Each line below is to be set down again exactly.

[Point localization data]

******************************

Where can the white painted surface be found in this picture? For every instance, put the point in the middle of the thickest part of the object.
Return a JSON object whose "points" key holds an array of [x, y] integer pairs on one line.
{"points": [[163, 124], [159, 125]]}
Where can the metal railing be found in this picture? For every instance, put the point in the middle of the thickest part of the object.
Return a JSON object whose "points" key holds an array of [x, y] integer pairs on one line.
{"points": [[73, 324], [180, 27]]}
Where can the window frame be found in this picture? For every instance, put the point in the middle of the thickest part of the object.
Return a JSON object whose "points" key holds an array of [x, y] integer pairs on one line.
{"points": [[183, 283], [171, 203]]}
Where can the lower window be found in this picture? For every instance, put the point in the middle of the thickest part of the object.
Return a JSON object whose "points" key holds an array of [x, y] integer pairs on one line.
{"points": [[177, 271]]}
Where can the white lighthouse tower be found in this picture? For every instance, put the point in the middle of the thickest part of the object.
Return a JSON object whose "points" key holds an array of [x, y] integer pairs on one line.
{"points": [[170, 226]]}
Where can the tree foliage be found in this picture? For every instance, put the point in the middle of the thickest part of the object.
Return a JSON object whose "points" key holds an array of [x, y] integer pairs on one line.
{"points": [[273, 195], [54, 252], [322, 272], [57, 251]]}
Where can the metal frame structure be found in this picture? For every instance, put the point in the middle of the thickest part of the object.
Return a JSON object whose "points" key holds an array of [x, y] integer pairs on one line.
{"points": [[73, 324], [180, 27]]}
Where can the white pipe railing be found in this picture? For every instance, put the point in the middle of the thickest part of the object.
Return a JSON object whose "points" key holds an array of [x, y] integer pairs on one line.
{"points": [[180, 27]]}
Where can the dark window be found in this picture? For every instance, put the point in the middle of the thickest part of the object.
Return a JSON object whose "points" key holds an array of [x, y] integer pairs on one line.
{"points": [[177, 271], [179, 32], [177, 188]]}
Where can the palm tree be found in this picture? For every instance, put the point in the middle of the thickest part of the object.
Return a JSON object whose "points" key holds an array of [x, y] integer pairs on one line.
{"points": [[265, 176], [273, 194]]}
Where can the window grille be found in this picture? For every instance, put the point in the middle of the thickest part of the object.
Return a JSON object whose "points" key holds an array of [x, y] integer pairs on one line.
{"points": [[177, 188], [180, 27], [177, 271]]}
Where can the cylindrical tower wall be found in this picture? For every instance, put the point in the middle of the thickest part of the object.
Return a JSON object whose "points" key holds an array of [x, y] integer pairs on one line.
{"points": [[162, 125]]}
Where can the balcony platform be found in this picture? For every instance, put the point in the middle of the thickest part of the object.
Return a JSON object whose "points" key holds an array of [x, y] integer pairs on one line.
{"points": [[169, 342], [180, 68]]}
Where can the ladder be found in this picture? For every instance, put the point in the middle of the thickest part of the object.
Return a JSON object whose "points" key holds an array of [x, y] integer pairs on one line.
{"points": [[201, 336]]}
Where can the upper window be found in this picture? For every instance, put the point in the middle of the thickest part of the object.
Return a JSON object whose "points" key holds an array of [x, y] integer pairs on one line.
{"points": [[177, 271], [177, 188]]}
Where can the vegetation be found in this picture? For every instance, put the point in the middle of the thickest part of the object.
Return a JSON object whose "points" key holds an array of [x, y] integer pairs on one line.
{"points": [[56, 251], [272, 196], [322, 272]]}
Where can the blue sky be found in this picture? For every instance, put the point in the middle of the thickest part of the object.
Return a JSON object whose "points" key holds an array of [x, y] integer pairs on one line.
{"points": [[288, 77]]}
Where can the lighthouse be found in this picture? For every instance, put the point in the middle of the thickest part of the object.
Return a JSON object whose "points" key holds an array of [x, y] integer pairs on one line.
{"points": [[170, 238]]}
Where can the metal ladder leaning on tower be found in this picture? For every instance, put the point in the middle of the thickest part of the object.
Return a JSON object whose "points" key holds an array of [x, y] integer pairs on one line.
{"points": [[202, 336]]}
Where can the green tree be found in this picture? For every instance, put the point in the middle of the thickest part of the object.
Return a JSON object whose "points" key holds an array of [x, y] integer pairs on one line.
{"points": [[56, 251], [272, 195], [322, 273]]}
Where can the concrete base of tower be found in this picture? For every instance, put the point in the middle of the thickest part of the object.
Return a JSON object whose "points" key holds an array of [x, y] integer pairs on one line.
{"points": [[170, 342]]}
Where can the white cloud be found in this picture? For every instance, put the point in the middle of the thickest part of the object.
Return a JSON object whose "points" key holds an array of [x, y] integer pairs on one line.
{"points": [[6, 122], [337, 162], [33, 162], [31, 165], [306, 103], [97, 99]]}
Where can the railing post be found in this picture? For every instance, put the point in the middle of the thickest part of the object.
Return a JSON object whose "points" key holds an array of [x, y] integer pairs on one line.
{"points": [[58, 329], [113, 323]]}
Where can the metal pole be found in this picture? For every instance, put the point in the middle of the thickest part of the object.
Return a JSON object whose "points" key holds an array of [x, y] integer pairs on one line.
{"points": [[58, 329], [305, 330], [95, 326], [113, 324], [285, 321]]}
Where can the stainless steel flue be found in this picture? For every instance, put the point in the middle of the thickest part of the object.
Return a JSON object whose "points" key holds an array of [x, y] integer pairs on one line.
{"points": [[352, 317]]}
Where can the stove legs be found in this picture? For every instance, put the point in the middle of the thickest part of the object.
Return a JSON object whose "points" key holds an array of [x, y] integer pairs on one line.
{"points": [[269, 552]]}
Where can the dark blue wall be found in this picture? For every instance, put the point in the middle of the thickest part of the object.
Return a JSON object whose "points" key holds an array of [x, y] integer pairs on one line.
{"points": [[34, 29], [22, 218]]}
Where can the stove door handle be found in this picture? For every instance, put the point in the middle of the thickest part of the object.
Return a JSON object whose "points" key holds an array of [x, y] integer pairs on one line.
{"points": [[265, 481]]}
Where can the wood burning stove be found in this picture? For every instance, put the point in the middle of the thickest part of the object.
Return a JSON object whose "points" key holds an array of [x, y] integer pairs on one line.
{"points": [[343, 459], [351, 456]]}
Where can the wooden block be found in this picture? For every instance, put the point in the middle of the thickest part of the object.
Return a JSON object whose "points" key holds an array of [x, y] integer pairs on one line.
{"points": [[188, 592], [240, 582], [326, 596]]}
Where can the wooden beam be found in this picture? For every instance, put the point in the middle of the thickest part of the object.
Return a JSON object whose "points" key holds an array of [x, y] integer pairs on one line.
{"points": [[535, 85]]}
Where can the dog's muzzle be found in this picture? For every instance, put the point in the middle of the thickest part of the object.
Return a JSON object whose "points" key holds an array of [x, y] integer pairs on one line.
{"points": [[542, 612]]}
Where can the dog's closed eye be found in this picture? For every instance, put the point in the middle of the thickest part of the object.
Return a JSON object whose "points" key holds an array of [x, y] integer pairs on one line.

******************************

--- Expected answer ---
Where can the white painted surface be found in this picture? For every instance, put the point in the middle of the thickest part of the object.
Return a JSON object whose "points" key holds an array of [x, y] integer pairs on one line.
{"points": [[163, 124], [159, 125]]}
Where can the metal railing be found in this picture? For every instance, put the point in the middle of the thickest part of the object.
Return a JSON object whose "points" key holds an array of [x, y] integer pairs on one line.
{"points": [[73, 324], [180, 27]]}
Where can the window frame be found in this picture? For every instance, put the point in the middle of the thickest part of the object.
Return a JSON object whose "points" key holds an array of [x, y] integer pairs on one line.
{"points": [[183, 283], [171, 203]]}
Where can the lower window be found in this picture? For every instance, put the point in the middle of the thickest part of the object.
Return a JSON object whose "points" key holds an array of [x, y] integer pairs on one line.
{"points": [[177, 271]]}
Where can the white lighthouse tower be found in this picture? For every instance, put the point in the middle of the thickest part of the object.
Return a JSON object whose "points" key holds an array of [x, y] integer pairs on one line.
{"points": [[170, 226]]}
Where can the tree foliage be found in this picture? For every instance, put the point in the middle of the thickest part of the object.
Return a JSON object whose "points" key holds an array of [x, y] integer pairs on one line.
{"points": [[273, 195], [54, 252], [322, 272], [57, 251]]}
Where can the metal frame structure be found in this picture? For every instance, put the point in the middle of the thickest part of the object.
Return a JSON object whose "points" key holds an array of [x, y] integer pairs on one line.
{"points": [[73, 324], [180, 27]]}
Where can the white pipe railing be found in this picture? For every instance, put the point in the middle of the thickest part of the object.
Return a JSON object whose "points" key holds an array of [x, y] integer pairs on one line.
{"points": [[180, 27]]}
Where can the dark window be found in this picture? For every instance, put the point in the middle of the thickest part of the object.
Return a JSON object whose "points" key holds an array of [x, y] integer pairs on one line.
{"points": [[177, 271], [179, 32], [177, 188]]}
Where can the palm tree be found in this picture? For every instance, put the point in the middle of the thickest part of the object.
Return a JSON object whose "points" key holds an array of [x, y] integer pairs on one line.
{"points": [[265, 176], [273, 194]]}
Where can the window grille be found in this picture? For every instance, put the point in the middle of the thickest part of the object.
Return a JSON object whose "points" key holds an array of [x, y] integer pairs on one line.
{"points": [[177, 188], [180, 27], [177, 271]]}
Where can the cylindrical tower wall be found in this picture? For every instance, put the point in the middle of the thickest part of the object.
Return a JSON object whose "points" key holds an array of [x, y] integer pairs on one line.
{"points": [[162, 125]]}
Where can the balcony platform be found in this picture? For every instance, put the point in the middle of the thickest part of the object.
Return a JSON object whose "points" key holds an array of [x, y] integer pairs on one line.
{"points": [[169, 342], [180, 68]]}
Where can the ladder be found in this picture? For every instance, put the point in the middle of the thickest part of the object.
Return a JSON object whose "points" key holds an array of [x, y] integer pairs on one line.
{"points": [[201, 336]]}
Where can the upper window be found in this picture? For every instance, put the point in the middle of the thickest part of the object.
Return a JSON object whose "points" key holds an array of [x, y] integer pairs on one line.
{"points": [[177, 271], [177, 188]]}
Where can the vegetation be found in this picture? For every instance, put the point in the middle of the thickest part of the object.
Return a JSON object whose "points" key holds an array of [x, y] integer pairs on one line.
{"points": [[56, 251], [272, 196], [322, 272]]}
Where can the blue sky be found in this picture? For every instance, put the point in the middle of the thickest part of the object.
Return a JSON object whose "points" key holds an array of [x, y] integer pairs on one line.
{"points": [[288, 77]]}
Where can the lighthouse be found in this picture? For every instance, put the point in the middle of the thickest part of the object.
Return a JSON object whose "points" key holds an array of [x, y] integer pairs on one line.
{"points": [[170, 238]]}
Where can the metal ladder leaning on tower be found in this picture? For every instance, put the point in the middle of the thickest part of the object.
Return a JSON object whose "points" key holds an array of [x, y] integer pairs on one line.
{"points": [[202, 336]]}
Where can the green tree be found in this picture? For every instance, put the point in the middle of the thickest part of the object.
Return a JSON object whose "points" key holds an array of [x, y] integer pairs on one line.
{"points": [[56, 251], [272, 195], [322, 273]]}
Where can the concrete base of tower be found in this picture? For every instance, put the point in the middle of the thickest part of the object.
Return a JSON object whose "points" key holds an array of [x, y] integer pairs on one line.
{"points": [[170, 342]]}
Where can the white cloud be found in this picture? For every instance, put the point in the middle of the thickest part of the object.
Return a JSON object whose "points" key holds an array of [x, y] integer pairs on one line.
{"points": [[6, 122], [337, 162], [33, 162], [31, 165], [306, 103], [97, 99]]}
Where can the railing post be found in this picture? For every instance, put the point in the middle of the thickest part of the object.
Return a JSON object whose "points" key holds an array of [x, y] integer pairs on one line.
{"points": [[58, 329], [113, 323]]}
Where can the metal pole be found in this picture? For every instance, put the point in the middle of the thickest part of the object.
Return a JSON object whose "points" key holds an array of [x, y] integer pairs on one line.
{"points": [[58, 329], [305, 330], [95, 326], [113, 324], [285, 321]]}
Where can the stainless steel flue be found in this picture? For every instance, put the point in the middle of the thickest part of the object.
Return a JSON object whose "points" key holds an array of [x, y] integer pairs on one line.
{"points": [[352, 317]]}
Where can the stove legs be found in this picture? For every instance, put the point in the middle of the thickest part of the object.
Return a JSON object whose "points" key holds an array of [x, y] integer pairs on one line.
{"points": [[269, 552]]}
Where can the dark blue wall be found in this picture? For every instance, put the point in the middle of the thickest part of the object.
Return a JSON object whose "points" key holds an array of [x, y] integer pairs on one line.
{"points": [[34, 29], [22, 218]]}
Where can the stove door handle be found in this picture? For every instance, put the point in the middle of the thickest part of the object.
Return a JSON object whose "points" key holds an array of [x, y] integer pairs on one line.
{"points": [[265, 481]]}
Where can the wood burning stove be found in this picture? For every instance, put the point in the middle of the thickest part of the object.
Return a JSON object whose "points" key holds an array of [x, y] integer pairs on one line.
{"points": [[343, 459], [351, 456]]}
Where can the wooden block be found in this picture? For every instance, put the point in the middle of the thickest part of the object.
Return a JSON object whose "points" key holds an array of [x, y] integer pairs on one line.
{"points": [[188, 592], [240, 582], [326, 596]]}
Where can the wooden beam be found in this picture? For every instance, put the point in the middle of the thickest part of the object.
Return a JSON object whose "points" key holds an array of [x, y] integer pairs on one line.
{"points": [[535, 85]]}
Where can the dog's muzzle be found in this picture? For every instance, put the point in the middle of the thickest part of the object.
Return a JSON object whose "points" key holds an array of [x, y] integer pairs on one line.
{"points": [[542, 612]]}
Where can the dog's closed eye be found in this picture? For every instance, put the point in the middle of the thickest part of the object.
Return a JSON object whose "points" key holds an array of [x, y] integer pairs on one line.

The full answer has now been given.